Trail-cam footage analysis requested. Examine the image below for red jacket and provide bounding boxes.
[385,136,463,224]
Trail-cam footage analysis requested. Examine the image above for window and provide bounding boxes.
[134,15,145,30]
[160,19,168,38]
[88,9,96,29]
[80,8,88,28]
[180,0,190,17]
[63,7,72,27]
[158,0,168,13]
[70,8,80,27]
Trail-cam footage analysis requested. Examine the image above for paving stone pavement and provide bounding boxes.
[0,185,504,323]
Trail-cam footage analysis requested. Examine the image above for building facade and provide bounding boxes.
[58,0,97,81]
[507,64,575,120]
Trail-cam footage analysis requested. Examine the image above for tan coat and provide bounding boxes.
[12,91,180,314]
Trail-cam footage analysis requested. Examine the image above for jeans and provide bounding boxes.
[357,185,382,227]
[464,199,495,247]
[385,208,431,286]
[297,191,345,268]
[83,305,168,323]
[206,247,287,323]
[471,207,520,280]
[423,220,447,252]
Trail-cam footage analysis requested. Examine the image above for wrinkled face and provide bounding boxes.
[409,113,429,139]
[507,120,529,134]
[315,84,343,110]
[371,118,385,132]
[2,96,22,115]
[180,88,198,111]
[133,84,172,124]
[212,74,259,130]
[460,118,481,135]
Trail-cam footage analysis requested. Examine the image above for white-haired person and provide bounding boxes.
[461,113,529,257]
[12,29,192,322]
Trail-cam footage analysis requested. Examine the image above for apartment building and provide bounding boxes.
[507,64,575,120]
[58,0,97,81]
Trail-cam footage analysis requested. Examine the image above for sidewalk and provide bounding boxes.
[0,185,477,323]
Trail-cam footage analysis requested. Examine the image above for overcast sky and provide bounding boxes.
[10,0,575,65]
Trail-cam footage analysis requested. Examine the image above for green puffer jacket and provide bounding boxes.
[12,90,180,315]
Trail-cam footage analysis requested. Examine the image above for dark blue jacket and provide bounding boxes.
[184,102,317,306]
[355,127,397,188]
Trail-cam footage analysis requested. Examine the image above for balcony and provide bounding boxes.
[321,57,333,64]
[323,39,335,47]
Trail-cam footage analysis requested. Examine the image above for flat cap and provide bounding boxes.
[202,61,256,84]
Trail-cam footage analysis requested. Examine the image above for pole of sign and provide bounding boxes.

━━━━━━

» **Directions**:
Copy out everything from the line containing "facade and provide bounding boxes." down to the end of the records, both included and the requests kept as they are. Add 141 to every bounding box coordinate.

» **Exercise output**:
Trail-cam footage analysis requested. Examine the image above for building facade and provide bounding boxes.
[199,141,238,222]
[648,205,716,261]
Trail-cam footage analysis requested. Examine the image above for tan coat and provide bounding boxes.
[153,232,321,455]
Trail-cam footage analysis requested. Examine the image above for jeans and provide bounding boxes.
[498,326,523,368]
[605,340,636,388]
[526,349,572,427]
[438,332,486,409]
[224,446,309,464]
[347,388,428,464]
[612,348,661,421]
[564,361,588,393]
Trail-cam footage analysis requested. Examine the image above for wrinkled face and provide bounding boxes.
[550,254,570,280]
[648,261,670,275]
[456,225,484,251]
[512,259,526,273]
[143,237,163,256]
[321,229,339,252]
[274,225,313,265]
[353,215,400,271]
[601,259,622,276]
Trail-cam footage analysis requested. Examine the image above for white-haired person and provide bounding boxes.
[602,254,670,398]
[153,170,333,463]
Trail-cam footage analysis requested. Examine the image above for apartment building and provide bounding boxes.
[648,205,716,261]
[199,141,238,222]
Trail-cam footage analysis requested. Examine the image above for sidewalk and provide bounding boxes.
[141,326,618,464]
Trail-cam footage analysis requested. Examine the image above for overcast sky and provide bounding boxes.
[151,141,716,206]
Trail-cam footage analysis requested. Examine the image above for green puffer jacket and provide bounding boxes.
[153,231,321,456]
Trail-cam footage analysis requested. Examine the image above for dark blue jacket and provide bounding boxes.
[325,243,458,447]
[496,268,538,329]
Trail-cam footage analysis requested. Examine the image above for balcony and provide bounding boxes.
[462,198,474,205]
[464,180,476,188]
Trail-cam footage analysis requested. Examine the image above for flat cap and provide bounding boxes.
[343,202,397,225]
Trail-cam footage analysis requested. Examine the image above for pole of sign and provide bounding boxes.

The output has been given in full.